→ **Your objective**:
What you return should be the line containing "of the chimney" and each line after it to the end of the records, copied exactly.

→ **Information supplied**:
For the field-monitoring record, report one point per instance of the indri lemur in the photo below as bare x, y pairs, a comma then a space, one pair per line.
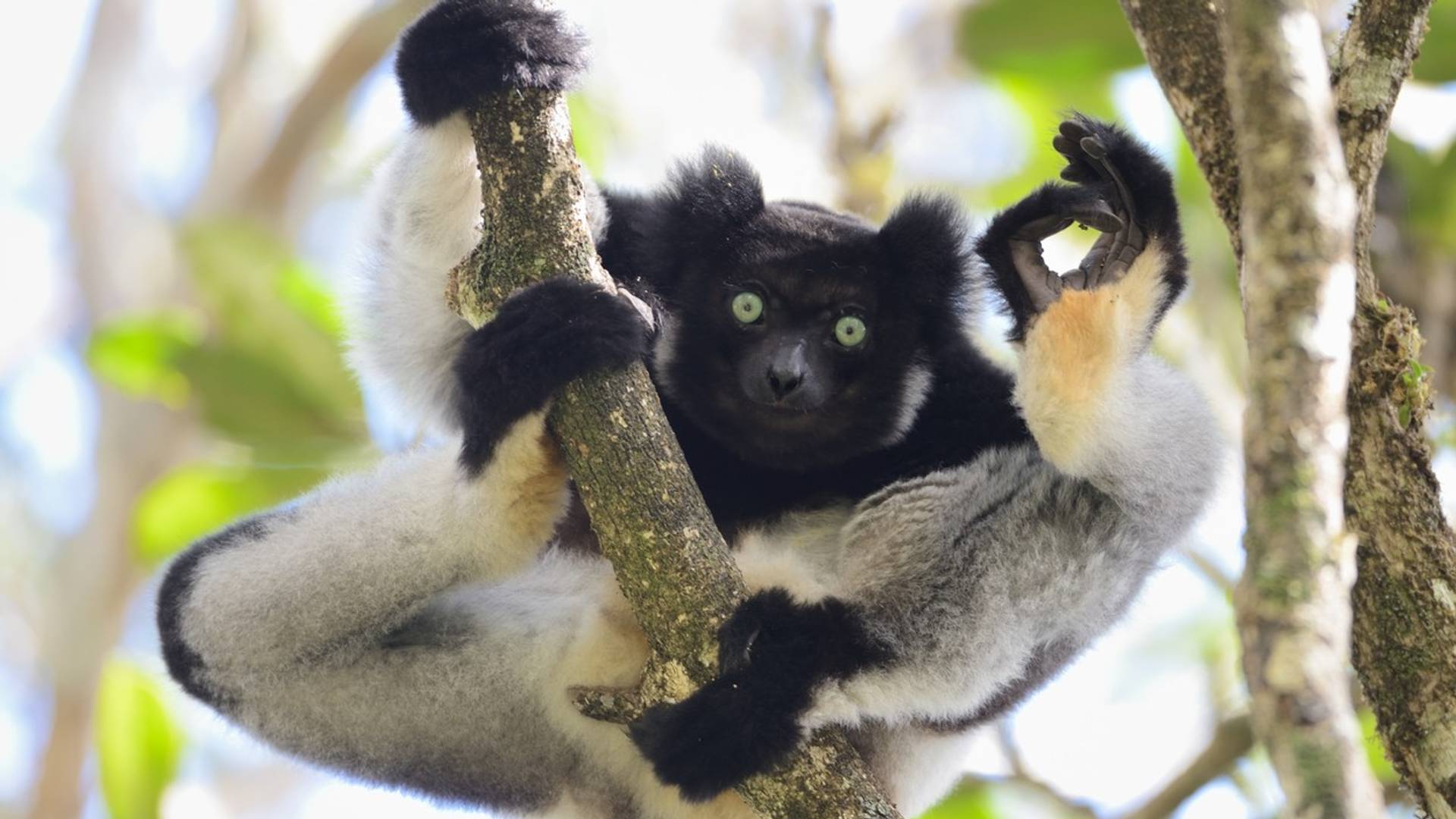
930, 539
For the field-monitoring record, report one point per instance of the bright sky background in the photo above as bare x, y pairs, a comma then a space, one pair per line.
1110, 730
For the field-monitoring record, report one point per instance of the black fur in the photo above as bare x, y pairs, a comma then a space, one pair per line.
463, 50
184, 664
1149, 186
542, 338
774, 651
710, 234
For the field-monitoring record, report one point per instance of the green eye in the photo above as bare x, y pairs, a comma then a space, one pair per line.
747, 306
849, 331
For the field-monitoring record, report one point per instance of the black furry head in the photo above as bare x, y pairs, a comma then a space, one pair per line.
463, 50
832, 357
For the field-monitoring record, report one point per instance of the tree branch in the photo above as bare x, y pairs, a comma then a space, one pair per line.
1298, 280
1404, 607
1405, 610
1373, 60
362, 47
648, 513
1231, 741
1181, 42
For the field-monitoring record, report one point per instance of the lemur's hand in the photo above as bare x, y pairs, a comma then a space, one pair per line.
1120, 188
463, 50
772, 654
544, 337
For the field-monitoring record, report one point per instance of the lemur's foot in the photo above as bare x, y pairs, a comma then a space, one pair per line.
544, 337
463, 50
1120, 188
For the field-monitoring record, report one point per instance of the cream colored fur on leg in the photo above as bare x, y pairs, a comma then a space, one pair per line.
1076, 357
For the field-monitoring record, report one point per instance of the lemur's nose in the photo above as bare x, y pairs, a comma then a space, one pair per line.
785, 379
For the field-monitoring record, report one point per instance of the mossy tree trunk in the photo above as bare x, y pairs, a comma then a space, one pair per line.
1298, 283
1404, 632
645, 509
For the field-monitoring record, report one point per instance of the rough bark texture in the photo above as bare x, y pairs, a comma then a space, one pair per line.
1298, 279
648, 513
1404, 601
1181, 42
1405, 592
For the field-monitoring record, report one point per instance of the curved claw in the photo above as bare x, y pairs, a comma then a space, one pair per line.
1097, 152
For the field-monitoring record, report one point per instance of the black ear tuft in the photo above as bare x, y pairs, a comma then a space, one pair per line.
715, 193
927, 241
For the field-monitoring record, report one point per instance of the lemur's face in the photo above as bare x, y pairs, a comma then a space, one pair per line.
797, 347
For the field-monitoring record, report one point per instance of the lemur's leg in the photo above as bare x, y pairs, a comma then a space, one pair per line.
951, 586
1082, 350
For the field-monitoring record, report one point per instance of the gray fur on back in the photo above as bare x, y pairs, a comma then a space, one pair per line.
416, 627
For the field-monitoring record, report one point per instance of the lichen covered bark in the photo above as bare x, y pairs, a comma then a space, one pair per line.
1404, 611
1298, 215
648, 513
1404, 601
1181, 42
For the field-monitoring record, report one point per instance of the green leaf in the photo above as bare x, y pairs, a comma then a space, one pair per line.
258, 299
264, 404
1043, 107
1423, 184
1057, 41
300, 289
190, 502
1375, 749
590, 131
139, 356
965, 802
137, 742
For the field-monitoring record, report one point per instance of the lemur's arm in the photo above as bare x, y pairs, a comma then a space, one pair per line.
346, 627
959, 588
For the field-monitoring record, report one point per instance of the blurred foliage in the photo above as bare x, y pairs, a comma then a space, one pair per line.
592, 130
1429, 209
140, 354
262, 369
1062, 42
193, 500
137, 742
1049, 58
1438, 60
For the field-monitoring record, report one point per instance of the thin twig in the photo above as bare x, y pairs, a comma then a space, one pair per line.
1231, 742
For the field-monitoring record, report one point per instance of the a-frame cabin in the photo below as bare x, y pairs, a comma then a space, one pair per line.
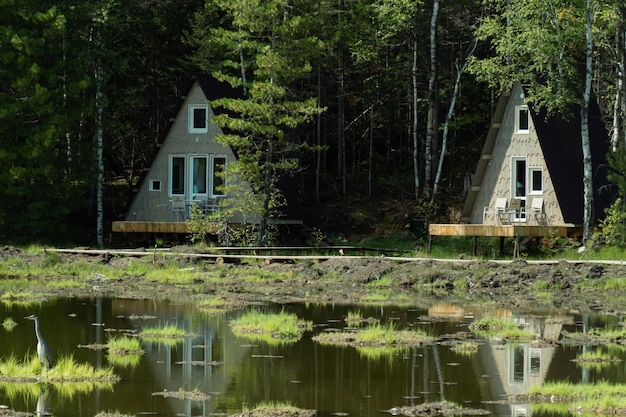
529, 179
186, 169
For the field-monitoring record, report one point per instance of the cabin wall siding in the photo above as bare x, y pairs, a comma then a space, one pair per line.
497, 180
155, 206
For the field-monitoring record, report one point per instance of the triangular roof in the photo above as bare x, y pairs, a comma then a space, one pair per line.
562, 149
560, 143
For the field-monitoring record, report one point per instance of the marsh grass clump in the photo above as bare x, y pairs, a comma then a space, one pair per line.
283, 326
466, 347
8, 324
66, 369
168, 331
506, 329
599, 398
376, 335
276, 409
124, 345
595, 336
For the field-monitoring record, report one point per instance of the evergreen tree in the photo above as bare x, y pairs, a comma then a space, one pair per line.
264, 48
42, 91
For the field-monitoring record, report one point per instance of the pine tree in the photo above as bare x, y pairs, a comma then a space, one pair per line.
264, 48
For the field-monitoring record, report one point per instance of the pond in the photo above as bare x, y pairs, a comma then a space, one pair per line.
237, 373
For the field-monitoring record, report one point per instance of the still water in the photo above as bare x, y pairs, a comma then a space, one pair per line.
239, 373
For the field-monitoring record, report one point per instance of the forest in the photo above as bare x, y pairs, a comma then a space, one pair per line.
352, 99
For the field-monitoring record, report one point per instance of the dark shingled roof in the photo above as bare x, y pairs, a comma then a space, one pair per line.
561, 145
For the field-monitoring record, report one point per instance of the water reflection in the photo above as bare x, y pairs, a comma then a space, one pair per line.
235, 373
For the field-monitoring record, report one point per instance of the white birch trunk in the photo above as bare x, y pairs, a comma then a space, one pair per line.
455, 92
431, 123
414, 130
584, 131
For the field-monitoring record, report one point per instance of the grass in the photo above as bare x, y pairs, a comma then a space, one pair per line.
281, 326
505, 329
168, 331
600, 398
276, 409
377, 335
8, 324
596, 335
466, 347
124, 345
66, 369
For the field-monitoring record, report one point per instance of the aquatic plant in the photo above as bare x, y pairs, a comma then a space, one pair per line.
468, 347
505, 329
276, 409
8, 324
167, 331
124, 345
281, 326
376, 335
65, 369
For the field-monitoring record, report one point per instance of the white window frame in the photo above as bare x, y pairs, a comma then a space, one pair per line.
191, 118
518, 110
212, 174
153, 183
531, 171
170, 165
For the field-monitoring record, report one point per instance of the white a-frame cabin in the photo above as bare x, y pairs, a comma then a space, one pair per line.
186, 169
529, 179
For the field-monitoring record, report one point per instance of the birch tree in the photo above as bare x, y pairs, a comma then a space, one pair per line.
539, 43
272, 43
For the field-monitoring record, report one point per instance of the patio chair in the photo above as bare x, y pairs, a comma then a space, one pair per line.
498, 209
179, 208
536, 210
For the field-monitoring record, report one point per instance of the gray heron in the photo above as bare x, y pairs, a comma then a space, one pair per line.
43, 352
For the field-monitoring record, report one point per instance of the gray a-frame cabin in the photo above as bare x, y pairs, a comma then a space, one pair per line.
529, 179
186, 170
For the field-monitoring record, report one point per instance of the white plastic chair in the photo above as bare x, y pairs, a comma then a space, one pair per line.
498, 209
536, 210
179, 208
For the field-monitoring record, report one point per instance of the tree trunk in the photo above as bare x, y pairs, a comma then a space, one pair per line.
99, 139
455, 92
584, 131
414, 130
431, 121
341, 145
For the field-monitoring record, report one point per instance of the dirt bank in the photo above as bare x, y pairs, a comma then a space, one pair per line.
342, 279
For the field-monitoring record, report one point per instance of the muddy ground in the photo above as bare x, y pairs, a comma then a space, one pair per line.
519, 284
341, 279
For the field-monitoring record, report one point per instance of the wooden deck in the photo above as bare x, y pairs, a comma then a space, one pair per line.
150, 227
514, 230
173, 227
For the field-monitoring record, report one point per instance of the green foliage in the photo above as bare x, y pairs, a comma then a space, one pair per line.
535, 44
262, 48
282, 327
612, 229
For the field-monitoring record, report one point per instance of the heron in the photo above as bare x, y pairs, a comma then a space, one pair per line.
43, 352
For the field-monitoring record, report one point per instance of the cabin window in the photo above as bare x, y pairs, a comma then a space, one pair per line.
198, 118
218, 164
519, 178
177, 175
155, 185
521, 119
536, 180
198, 176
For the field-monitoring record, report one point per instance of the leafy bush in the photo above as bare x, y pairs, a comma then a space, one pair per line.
612, 228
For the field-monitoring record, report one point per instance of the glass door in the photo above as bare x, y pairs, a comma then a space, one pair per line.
519, 183
198, 176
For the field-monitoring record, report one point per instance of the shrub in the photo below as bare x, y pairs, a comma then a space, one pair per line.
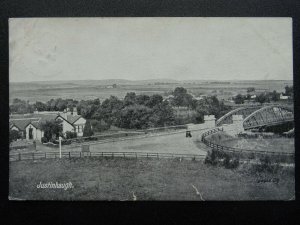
66, 142
44, 140
211, 158
14, 135
87, 131
230, 163
70, 135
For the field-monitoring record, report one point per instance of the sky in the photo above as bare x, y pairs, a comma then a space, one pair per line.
48, 49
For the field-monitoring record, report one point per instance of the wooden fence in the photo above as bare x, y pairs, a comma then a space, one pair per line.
244, 153
55, 155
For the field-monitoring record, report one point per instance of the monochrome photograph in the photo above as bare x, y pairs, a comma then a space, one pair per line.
151, 109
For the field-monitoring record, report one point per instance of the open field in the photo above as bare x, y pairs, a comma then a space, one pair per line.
147, 179
44, 91
175, 143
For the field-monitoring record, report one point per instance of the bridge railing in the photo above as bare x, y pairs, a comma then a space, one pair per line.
246, 154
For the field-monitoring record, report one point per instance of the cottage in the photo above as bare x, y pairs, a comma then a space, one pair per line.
283, 97
29, 125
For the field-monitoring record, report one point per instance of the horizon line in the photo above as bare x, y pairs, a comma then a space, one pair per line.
151, 79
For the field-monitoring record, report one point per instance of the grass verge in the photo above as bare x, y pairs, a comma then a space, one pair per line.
146, 179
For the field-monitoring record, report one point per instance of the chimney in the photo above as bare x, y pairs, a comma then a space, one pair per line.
75, 111
68, 111
64, 114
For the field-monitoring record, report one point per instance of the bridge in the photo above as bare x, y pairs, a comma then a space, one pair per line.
258, 116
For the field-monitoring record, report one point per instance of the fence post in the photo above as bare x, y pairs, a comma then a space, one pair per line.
60, 146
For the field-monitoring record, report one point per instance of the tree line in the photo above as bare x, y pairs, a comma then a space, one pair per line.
273, 96
133, 112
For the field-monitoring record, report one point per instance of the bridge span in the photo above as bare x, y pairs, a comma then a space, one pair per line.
259, 116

→ **Response area**:
For the field-monitoring record, report one point per instance of the chimney in the photo above as bare x, y pairs, a comma then a space, one pair per line.
75, 111
68, 111
64, 114
For the field-monitoring record, report one point per instance of the bridge in the photo above as bare x, y pairs, a comma then a space, one pair per line.
258, 116
For the field-monitoring record, report one point per instance of the fence post in the photo above as bare x, y pairs, a comma then a space, one pair per line.
60, 146
For the field-monitoring record, report one point per instance of the tree line in the photo above as bare x, y pairs, a comma then a space, one pair per line.
273, 96
133, 112
For the field-monitoring record, report one point per instance of the bridge span in the photo above as bare x, y pairs, a comma then a space, one pair per line.
259, 116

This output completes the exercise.